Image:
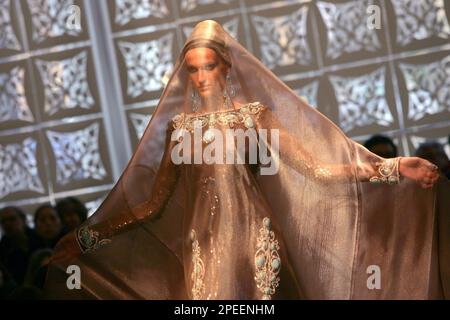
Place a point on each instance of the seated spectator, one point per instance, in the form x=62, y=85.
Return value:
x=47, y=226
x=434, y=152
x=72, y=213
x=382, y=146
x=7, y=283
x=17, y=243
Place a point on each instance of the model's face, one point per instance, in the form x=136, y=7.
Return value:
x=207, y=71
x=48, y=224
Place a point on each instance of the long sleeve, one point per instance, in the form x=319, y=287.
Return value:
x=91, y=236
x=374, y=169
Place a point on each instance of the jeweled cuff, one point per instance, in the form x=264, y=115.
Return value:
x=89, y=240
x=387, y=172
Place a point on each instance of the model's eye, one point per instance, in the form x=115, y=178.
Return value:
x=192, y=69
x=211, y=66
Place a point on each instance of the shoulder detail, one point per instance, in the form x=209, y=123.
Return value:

--------------------

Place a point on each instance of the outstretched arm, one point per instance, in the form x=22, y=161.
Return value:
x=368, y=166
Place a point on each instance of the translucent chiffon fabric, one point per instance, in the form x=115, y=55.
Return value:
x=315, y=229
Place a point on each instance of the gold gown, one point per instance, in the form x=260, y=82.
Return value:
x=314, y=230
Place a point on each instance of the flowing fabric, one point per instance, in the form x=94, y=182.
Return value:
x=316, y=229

--------------------

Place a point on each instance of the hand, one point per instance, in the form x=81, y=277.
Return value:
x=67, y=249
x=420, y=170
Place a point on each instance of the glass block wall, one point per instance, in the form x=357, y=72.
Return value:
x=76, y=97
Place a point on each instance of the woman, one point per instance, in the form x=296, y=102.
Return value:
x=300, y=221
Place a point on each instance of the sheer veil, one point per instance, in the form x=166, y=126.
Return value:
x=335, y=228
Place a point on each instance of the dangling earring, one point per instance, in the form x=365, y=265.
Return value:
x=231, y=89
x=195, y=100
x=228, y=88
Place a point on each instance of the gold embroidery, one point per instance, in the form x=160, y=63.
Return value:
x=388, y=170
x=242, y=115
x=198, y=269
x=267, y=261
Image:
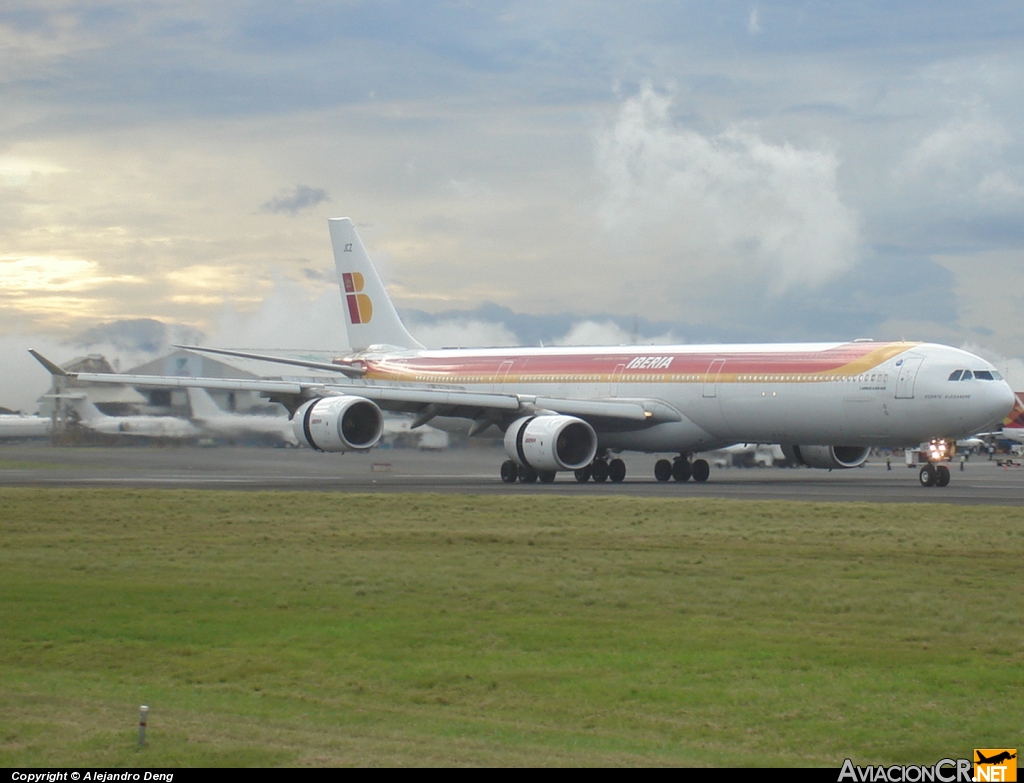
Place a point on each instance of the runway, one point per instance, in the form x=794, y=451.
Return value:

--------------------

Problem to work on: Out of the records above, pull the lines that include the word "gold".

Answer box:
Place a point on each instance of the gold gown, one point per instance, in the form x=260, y=82.
Place a point on each instance of the gold embroidery, one point per instance, in the form x=160, y=63.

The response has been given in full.